WORK ORDER: Your task is to retype the lines from the opening of the material through the line that includes "Identify the lamp". Do not copy the pictures.

ENTRIES PROVIDED:
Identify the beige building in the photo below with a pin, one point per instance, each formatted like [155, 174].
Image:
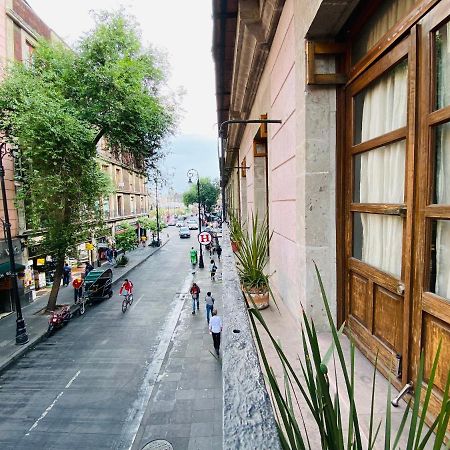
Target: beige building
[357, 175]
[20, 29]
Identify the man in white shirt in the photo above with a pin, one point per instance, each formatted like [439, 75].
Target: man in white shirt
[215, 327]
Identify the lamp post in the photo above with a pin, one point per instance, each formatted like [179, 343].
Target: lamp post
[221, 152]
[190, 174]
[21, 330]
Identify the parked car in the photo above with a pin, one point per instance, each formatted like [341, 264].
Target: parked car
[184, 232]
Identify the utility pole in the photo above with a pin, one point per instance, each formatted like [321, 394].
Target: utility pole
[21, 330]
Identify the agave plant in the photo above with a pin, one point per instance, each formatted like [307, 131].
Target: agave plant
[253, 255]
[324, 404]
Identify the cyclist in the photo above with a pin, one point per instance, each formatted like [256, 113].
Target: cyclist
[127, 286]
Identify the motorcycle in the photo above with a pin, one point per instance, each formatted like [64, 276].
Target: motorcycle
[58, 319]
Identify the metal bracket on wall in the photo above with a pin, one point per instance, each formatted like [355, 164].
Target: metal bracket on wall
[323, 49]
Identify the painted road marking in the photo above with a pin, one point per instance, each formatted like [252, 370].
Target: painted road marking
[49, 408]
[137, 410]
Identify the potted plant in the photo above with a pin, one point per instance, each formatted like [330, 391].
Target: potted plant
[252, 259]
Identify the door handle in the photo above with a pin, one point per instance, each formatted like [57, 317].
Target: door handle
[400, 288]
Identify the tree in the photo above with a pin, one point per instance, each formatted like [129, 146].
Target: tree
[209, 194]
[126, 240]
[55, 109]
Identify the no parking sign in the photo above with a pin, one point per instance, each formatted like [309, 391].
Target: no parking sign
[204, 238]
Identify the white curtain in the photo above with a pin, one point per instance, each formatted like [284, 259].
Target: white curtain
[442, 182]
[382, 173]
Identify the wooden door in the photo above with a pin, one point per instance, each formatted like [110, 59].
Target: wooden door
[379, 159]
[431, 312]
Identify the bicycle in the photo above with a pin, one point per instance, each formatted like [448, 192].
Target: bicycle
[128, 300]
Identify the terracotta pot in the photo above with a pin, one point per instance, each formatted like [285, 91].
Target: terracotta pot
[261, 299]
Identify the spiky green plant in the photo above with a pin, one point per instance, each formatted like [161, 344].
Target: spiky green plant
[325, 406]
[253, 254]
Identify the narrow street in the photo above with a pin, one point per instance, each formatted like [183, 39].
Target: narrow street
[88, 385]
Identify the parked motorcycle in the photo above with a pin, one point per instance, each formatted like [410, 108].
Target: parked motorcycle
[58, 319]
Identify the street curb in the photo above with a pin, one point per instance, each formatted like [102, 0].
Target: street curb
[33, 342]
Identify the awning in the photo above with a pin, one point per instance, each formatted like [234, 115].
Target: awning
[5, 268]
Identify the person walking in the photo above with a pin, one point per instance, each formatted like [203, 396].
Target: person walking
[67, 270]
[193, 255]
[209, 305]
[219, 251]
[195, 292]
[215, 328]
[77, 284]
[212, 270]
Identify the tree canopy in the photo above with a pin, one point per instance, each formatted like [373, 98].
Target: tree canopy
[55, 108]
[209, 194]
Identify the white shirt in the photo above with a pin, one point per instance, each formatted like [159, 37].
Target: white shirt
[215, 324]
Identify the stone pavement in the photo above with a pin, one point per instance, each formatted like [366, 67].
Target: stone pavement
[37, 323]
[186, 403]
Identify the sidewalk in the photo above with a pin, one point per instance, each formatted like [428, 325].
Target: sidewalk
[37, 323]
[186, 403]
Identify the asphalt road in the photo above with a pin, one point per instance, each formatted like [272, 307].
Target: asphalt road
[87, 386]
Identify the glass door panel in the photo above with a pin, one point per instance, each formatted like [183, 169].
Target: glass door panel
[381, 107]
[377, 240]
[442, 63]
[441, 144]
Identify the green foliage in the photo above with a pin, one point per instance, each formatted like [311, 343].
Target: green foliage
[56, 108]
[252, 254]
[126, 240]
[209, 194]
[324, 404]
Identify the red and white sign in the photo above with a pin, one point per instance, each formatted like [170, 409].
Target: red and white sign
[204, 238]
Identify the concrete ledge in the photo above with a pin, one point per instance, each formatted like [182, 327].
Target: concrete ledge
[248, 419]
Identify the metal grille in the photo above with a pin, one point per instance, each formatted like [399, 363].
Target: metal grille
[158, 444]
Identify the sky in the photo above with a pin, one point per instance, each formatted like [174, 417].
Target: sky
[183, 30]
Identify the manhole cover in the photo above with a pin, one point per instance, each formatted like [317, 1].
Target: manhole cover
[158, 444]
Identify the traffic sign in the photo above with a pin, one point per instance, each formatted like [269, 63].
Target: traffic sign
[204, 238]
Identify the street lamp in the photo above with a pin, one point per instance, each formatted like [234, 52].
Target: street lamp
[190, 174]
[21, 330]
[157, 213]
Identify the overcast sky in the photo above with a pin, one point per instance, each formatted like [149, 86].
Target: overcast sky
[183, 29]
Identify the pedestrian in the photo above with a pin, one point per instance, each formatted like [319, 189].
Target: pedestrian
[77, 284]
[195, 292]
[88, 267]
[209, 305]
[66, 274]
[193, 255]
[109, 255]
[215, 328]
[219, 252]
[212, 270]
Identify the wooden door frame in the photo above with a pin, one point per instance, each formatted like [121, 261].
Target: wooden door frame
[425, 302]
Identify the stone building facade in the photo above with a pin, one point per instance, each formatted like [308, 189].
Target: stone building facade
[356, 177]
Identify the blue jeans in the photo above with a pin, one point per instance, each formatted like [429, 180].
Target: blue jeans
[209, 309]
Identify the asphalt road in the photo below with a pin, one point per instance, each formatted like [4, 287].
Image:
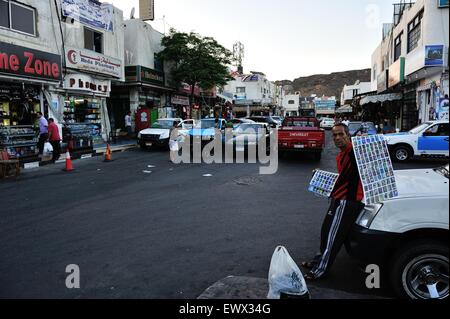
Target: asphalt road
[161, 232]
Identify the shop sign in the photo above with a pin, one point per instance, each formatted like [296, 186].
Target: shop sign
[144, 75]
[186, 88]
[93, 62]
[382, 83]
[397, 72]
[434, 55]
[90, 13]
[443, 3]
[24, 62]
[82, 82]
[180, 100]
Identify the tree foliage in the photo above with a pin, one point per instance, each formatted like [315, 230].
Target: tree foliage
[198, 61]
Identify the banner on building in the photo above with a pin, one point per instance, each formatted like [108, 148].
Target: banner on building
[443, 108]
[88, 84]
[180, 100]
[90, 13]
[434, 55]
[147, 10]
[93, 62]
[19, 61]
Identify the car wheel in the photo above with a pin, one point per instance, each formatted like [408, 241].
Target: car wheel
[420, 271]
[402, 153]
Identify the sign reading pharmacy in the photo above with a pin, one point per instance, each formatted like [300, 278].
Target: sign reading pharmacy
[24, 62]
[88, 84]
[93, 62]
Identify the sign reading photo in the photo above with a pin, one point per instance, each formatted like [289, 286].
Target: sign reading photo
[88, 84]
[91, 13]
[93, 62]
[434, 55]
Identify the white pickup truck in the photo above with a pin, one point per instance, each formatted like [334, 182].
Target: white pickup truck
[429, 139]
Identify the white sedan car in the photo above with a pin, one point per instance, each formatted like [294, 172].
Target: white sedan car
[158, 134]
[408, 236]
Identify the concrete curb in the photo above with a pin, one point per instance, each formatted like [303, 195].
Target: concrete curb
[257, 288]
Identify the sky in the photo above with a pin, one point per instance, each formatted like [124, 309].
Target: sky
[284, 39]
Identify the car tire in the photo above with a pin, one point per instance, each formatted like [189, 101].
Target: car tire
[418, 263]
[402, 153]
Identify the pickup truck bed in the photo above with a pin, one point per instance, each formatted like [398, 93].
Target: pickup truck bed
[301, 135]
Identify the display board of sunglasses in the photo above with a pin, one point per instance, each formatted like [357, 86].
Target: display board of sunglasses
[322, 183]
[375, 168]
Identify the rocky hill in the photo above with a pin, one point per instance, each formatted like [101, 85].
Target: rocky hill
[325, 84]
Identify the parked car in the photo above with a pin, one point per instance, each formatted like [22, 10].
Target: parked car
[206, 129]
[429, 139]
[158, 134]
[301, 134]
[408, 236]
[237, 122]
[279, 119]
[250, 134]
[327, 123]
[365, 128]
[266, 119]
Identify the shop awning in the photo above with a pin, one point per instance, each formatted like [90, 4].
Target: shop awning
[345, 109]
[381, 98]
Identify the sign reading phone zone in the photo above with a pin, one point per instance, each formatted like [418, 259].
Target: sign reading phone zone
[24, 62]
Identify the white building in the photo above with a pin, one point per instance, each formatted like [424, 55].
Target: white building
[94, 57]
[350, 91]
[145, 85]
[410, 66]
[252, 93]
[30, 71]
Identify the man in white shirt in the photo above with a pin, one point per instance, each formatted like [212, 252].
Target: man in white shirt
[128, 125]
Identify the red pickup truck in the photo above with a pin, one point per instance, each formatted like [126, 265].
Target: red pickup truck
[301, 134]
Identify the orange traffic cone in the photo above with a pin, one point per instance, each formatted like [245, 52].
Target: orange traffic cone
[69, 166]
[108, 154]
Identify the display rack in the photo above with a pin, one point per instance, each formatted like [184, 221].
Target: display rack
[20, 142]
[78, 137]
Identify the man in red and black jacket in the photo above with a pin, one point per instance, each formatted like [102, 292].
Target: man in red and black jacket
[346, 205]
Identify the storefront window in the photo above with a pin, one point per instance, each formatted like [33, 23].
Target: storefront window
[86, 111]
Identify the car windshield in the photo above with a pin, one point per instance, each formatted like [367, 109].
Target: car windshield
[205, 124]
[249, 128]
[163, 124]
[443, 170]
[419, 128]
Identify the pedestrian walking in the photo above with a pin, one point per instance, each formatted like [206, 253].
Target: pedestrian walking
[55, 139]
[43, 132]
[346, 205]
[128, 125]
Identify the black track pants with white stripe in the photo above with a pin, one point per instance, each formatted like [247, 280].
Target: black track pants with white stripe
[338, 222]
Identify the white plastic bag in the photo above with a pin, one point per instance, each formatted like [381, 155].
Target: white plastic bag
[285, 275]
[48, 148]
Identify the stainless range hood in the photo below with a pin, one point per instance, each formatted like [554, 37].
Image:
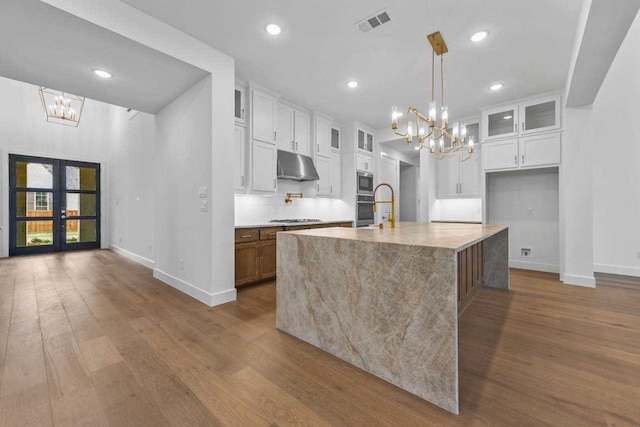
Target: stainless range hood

ANSWER BOX:
Identify the beige building in the photo below with a pin, one point per instance, each formatted like [155, 174].
Image:
Target: beige building
[357, 175]
[20, 29]
Identify the man in white shirt in the photo above with a pin, one point per instance, each formatted like [439, 75].
Target: man in white shirt
[215, 327]
Identify the lamp post in the photo above with a pin, one point per instance, each formatted like [179, 343].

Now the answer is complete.